But not everyone is urging restraint.
Pharmaceutical maker Purdue Pharma LP last year agreed to pay $19.5 million to settle complaints that it was urging doctors to prescribe its OxyContin every eight hours instead of the 12-hour regimen approved by the FDA.
Purdue Pharma had sales of $1.83 billion of its prescription painkiller from January to October of this year, according to figures from IMS Health, a health care information company.
Purdue Pharma admitted no wrongdoing in the settlement, but state attorneys general in the case said the overprescribing encouraged patients to abuse the drug or sell it to others to abuse.
Even without prodding, doctors, because of the limited time most spend with patients, might be more likely to try to fix what ails with pills.
The Joint Commission's Wise says the organization is especially concerned about overcrowding in emergency rooms. Under these types of stresses, where interaction with patients is minimal, he said it's just easier for doctors to write prescriptions.
Kosciusko County's Sadler said patients shopping for drugs will go to doctor's offices late in the day when they are especially busy, be vague about their medical history and describe pain that can't be diagnosed.
"Physicians don't want to leave patients in pain," Sadler said. "At the same time, how do you sort all that out?"
Despite the massive increases in the amount of narcotic painkillers prescribed to Hoosiers over the last 10 years, Indiana does not stand out nationwide in its consumption.
Instead, the increases appear only to have been the state catching up with the rest of the country's pill-popping habits.
Methadone prescriptions, for example, are up 1,176 percent nationwide and up 2,061 percent in Indiana. But even after that increase, Hoosiers ranked only No. 22 among states for the amount of grams prescribed per 100,000 in population.
That means an ever-growing segment of the nation is using powerful, addictive painkillers, leading to addictions among legitimate users who were prescribed the medication, and to wider availability for those who abuse the drugs but don't have a prescription.

*Assigned task 1:*
Please revise the stretch of the painkiller article from "Purdue Pharma admitted" through "can't be diagnosed.", changing "emergency rooms" to "urgent care clinics".
*Assigned task 2:*
Carry on the article about painkiller prescriptions in Indiana, starting after its last sentence.

*Supplied information:*
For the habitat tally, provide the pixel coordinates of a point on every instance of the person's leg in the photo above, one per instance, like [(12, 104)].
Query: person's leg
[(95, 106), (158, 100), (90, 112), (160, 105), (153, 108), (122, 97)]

*Task response 1:*
Purdue Pharma admitted no wrongdoing in the settlement, but state attorneys general in the case said the overprescribing encouraged patients to abuse the drug or sell it to others to abuse.
Even without prodding, doctors, because of the limited time most spend with patients, might be more likely to try to fix what ails with pills.
The Joint Commission's Wise says the organization is especially concerned about overcrowding in urgent care clinics. Under these types of stresses, where interaction with patients is minimal, he said it's just easier for doctors to write prescriptions.
Kosciusko County's Sadler said patients shopping for drugs will go to doctor's offices late in the day when they are especially busy, be vague about their medical history and describe pain that can't be diagnosed.

*Task response 2:*
And those who are addicted will do anything to get the drug. A Garrett man who admitted to robbing 70 pharmacies in less than three years to feed his OxyContin addiction told The Journal Gazette in 2003 that the first time he took the drug, "it took the place of everything."
Mary and Ron England of Leesburg lost their son Zachary, 27, to a fentanyl overdose Nov. 22. Zachary had been struggling with painkiller addictions for years, and when a relative died of an overdose two years ago, Mary told her son, "don't you ever do what he did" to his family.
"But he couldn't help it," she said.
In their effects, side effects and addictiveness , narcotics are powerful in every way. Actiq, a brand of fentanyl that is delivered on a stick like a lollipop, is so strong it is intended only for "episodes of breakthrough cancer pain." It comes on a stick so doctors can remove it from a patient's mouth if an overdose begins.
Mike, a county law enforcement officer who has worked drug cases for 22 years and asked that his full name not be used because he often works undercover, said prescription drugs are now the subject of a quarter of their cases. They're widely available and cheaper than street drugs, because insurance companies cover most of their cost.
And fentanyl, he said, is poised to become the leader of an ugly pack. It is now so popular that undercover officers are having trouble buying it.
"They're using it so much, we can't get it," Mike said. "This is becoming the next big thing."